--- start of INPUT ROWS ---

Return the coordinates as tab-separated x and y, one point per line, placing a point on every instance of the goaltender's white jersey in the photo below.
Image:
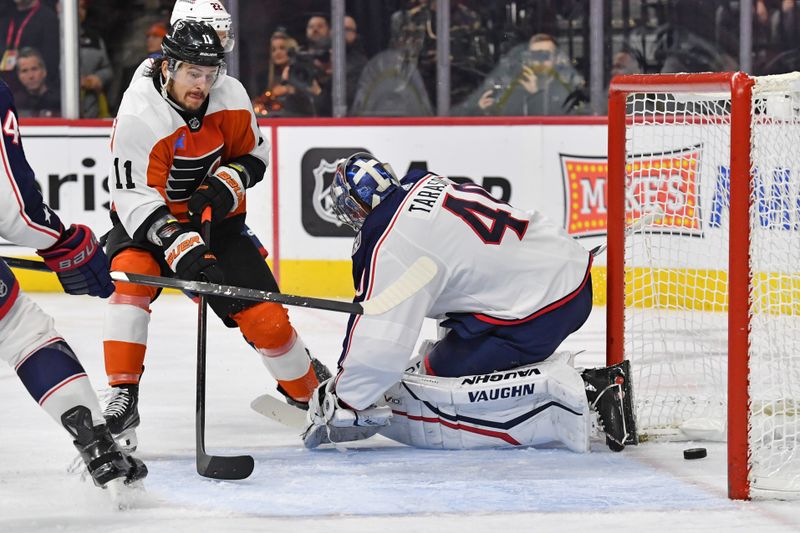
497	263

--- end of INPUT ROWS ---
--- start of INPUT ROWS ---

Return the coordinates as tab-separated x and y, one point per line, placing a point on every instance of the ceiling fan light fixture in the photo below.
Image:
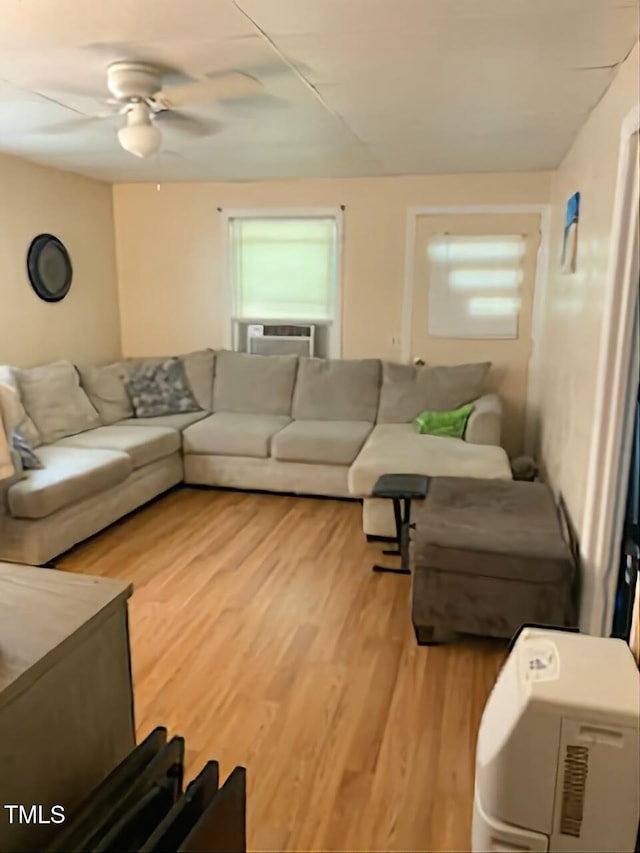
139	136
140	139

--- end of INPUT ROWS ---
--- start of INPUT ROWS ---

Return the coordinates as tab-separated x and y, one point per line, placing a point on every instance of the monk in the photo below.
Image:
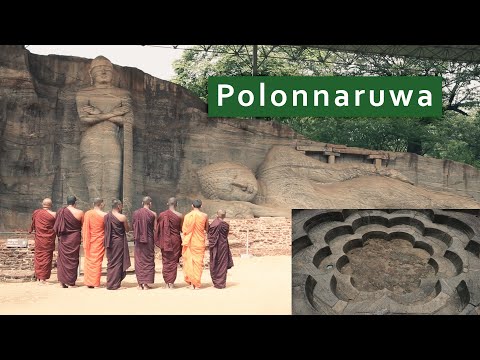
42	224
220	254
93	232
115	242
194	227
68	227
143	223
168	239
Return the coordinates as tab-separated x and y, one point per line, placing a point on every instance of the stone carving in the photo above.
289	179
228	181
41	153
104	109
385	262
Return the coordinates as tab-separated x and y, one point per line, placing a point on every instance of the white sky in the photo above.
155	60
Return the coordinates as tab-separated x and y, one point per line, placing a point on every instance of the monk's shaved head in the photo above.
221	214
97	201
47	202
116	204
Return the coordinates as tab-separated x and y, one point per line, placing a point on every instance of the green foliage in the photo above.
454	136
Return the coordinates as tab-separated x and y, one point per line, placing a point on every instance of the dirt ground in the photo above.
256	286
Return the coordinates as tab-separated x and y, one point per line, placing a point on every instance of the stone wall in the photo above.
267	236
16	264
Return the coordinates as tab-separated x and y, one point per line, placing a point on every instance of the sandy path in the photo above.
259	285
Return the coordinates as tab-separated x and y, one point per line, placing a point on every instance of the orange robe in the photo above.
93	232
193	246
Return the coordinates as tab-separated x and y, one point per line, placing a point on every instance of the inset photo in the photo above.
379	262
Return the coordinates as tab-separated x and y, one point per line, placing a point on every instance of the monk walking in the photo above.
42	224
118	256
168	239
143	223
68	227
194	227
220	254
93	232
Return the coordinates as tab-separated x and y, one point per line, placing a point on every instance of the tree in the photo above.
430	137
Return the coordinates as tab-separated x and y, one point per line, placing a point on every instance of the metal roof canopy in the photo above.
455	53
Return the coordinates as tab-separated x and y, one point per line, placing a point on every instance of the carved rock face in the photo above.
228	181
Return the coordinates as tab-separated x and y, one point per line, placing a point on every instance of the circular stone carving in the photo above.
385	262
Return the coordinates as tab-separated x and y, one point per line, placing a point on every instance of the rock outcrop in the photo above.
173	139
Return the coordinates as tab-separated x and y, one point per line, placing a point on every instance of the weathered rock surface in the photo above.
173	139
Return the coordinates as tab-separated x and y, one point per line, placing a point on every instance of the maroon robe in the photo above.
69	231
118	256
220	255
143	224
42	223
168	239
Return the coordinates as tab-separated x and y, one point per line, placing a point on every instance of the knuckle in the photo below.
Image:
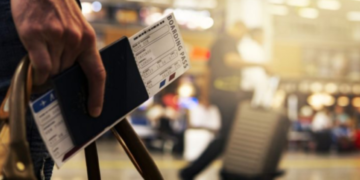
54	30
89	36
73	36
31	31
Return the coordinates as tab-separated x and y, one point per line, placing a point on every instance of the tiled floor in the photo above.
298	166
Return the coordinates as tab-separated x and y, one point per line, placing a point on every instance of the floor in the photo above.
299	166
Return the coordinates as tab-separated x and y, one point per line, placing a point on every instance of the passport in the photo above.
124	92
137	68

--- end of INPUT ROWS ---

PROBLEM DETAILS:
Report, in full, every line of the items above that contains the string "robe". Case counts when matching.

THE RESULT:
Return the coordinates as tab-separated x and y, one point per line, placing a point on every instance of the orange robe in the photo above.
Return the coordinates as tab-separated x and y, one point per line, placing a point on every instance of the maroon robe in the photo above.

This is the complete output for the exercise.